DOCUMENT SECTION »
--- --- ---
Michelle Farris, LMFT
Blog
How to Pick People in Relationships
9/10/14
I've heard people say they are "bad pickers" in relationships. What does than mean? Why do we pick people that aren't right for us?

Picking the right person is a skill we think should come automatically. If a person "feels right" we assume it'll work. There are lots of things to assess when getting into a new relationship. First, what initially draws you to a someone? Is it appearance, chemistry, humor, kindness, wit?

We can make judgements instantly and make assumptions about character before we know if it's true. Have you ever ignored warning signs because you really wanted it to work?

If you pay attention, you'll learn all you need to know about a person quickly. The key is waiting long enough to make that decision.

Here are some questions that might help.

Are they kind and considerate towards you?
Was their conversation generally negative or positive?
Are they open or closed emotionally?
Do they talk about past relationships lovingly or with resentment?
Do they want to get involved really quickly?
Do they use substances as a way to cope?
Do they have good relationships with family or friends?
Do they show any signs of depression or mental health issues?

All of these questions are potential "red flags" in relationships. There are many more but pay attention if you get a gut feeling that something isn't right. Always, always follow that up with clarifying questions. Get as much information as you can so that you can decide whether or not this person is right for you. If you think there something off, you are probably right. Just think back to the last relationship you had. What were some early signs that you may have missed? As you start to trust your intuition, your choices will reflect that and be healthier in the long run.

Taking the time to see if it's a good match before committing can save you heartache down the road.
Self Esteem Is An Inside Job!
9/10/14
Sometimes, we base our self esteem on where we live, our partner, or financial and career accomplishments. Unfortunately, these are external things that can change without warning. When that happens, our sense of self can be rocked by self-doubt. Basing self esteem on outside things doesn't sustain us over the long haul. It's a quick fix, not a solution.

What is self esteem?

The ability to accept and love yourself as you are - mistakes and all.
The ability to feel the love others have for you and not reject it.
The ability to take care of yourself physically, emotionally, and spiritually without delay.
--- --- ---
SUPPLIED RECORDS »
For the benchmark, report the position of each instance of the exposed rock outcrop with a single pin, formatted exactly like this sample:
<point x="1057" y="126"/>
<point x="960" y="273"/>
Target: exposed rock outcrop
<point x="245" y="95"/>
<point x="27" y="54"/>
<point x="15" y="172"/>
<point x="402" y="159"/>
--- --- ---
PROBLEM SET »
1. List the abilities that the blog on relationships and self esteem gives in answer to "What is self esteem?"
2. Please carry on the blog on relationships and self esteem from its final sentence.
The material above comes from a separate source and is unrelated to the blog on relationships and self esteem.

REPLIES »
1.
- The ability to accept and love yourself as you are, mistakes and all.
- The ability to feel the love others have for you and not reject it.
- The ability to take care of yourself physically, emotionally, and spiritually without delay.

2.
Childhood Messages:

Here are some initial questions to get you started.

As kids, what were the messages you learned around self esteem?
Was it considered to be conceited or self centered?
Were accomplishments celebrated regularly?
Did adults set the example by talking about their successes without acting better than everyone else?
Was it okay to stand out and be special?
Most of us didn't grow up in families where self esteem was discussed much or considered an important part of development. Today, it is a vital part of healthy parenting. Young children need constant reassurance and positive feedback regarding behavior in order to learn right from wrong and develop a healthy sense of self. As they become teenagers, they still need our praise for who they are becoming and their unique gifts.

If we as adults lack self esteem, this becomes a challenge for us. We may not know how to model healthy self esteem for our kids especially if we didn't learn it growing up.
If we had negative or critical messages in childhood it probably influenced the way we saw ourselves. We may have felt different than others or thought we didn't measure up. These thoughts followed us into adulthood and caused problems in our relationships, work, and ability to enjoy life. They were hard to shake because they become a habit.

What do we do?

How we think determines our mood so start paying attention to your thoughts. This can be unlearned with practice.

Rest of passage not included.